## What needs to be done
Extract the lines below verbatim, beginning at the line that contains "If you could drop a marker on the seat" and ending after the line that contains "Target: guardrail".

Point annotations for photos:
——————————

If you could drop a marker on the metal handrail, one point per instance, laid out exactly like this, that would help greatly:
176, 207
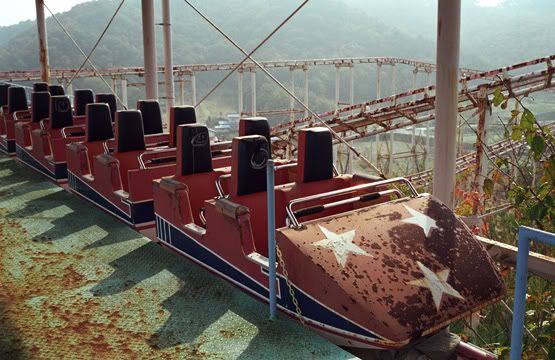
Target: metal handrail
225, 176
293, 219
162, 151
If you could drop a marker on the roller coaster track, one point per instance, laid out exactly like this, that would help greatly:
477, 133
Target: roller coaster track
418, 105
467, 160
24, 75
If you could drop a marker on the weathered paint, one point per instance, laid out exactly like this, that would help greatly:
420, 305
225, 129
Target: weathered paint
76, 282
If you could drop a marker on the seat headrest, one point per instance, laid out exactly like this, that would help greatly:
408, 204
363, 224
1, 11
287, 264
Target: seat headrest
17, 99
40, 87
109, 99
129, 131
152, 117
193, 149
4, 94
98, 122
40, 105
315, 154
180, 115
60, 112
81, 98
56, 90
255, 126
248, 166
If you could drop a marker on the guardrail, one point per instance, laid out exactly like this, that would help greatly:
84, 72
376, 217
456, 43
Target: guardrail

——————————

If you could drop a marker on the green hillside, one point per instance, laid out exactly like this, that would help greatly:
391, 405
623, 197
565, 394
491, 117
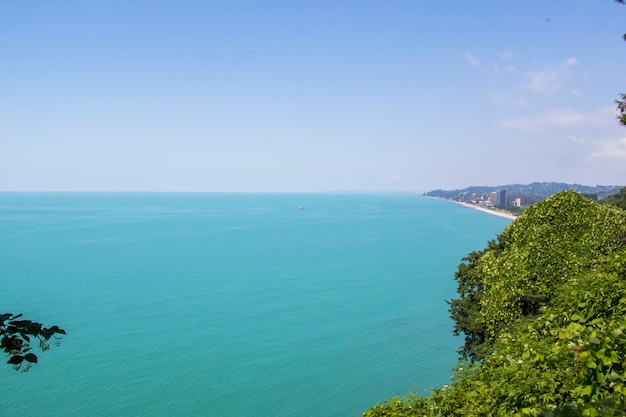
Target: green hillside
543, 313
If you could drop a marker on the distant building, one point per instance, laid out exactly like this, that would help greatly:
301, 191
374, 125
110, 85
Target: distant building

——————————

## Exercise answer
If you could drop a marker on the seat headrest, one point per instance, laid out exactly like this, that would help greatly:
408, 204
363, 224
1, 11
287, 264
Target: seat headrest
17, 99
40, 87
109, 99
129, 131
152, 117
193, 149
4, 94
98, 122
40, 105
315, 154
180, 115
60, 112
81, 98
56, 90
255, 126
248, 166
If you could drop a marker on the guardrail, one point per instance, laid out exactly like this, that would help greatly:
84, 72
376, 217
456, 43
Target: guardrail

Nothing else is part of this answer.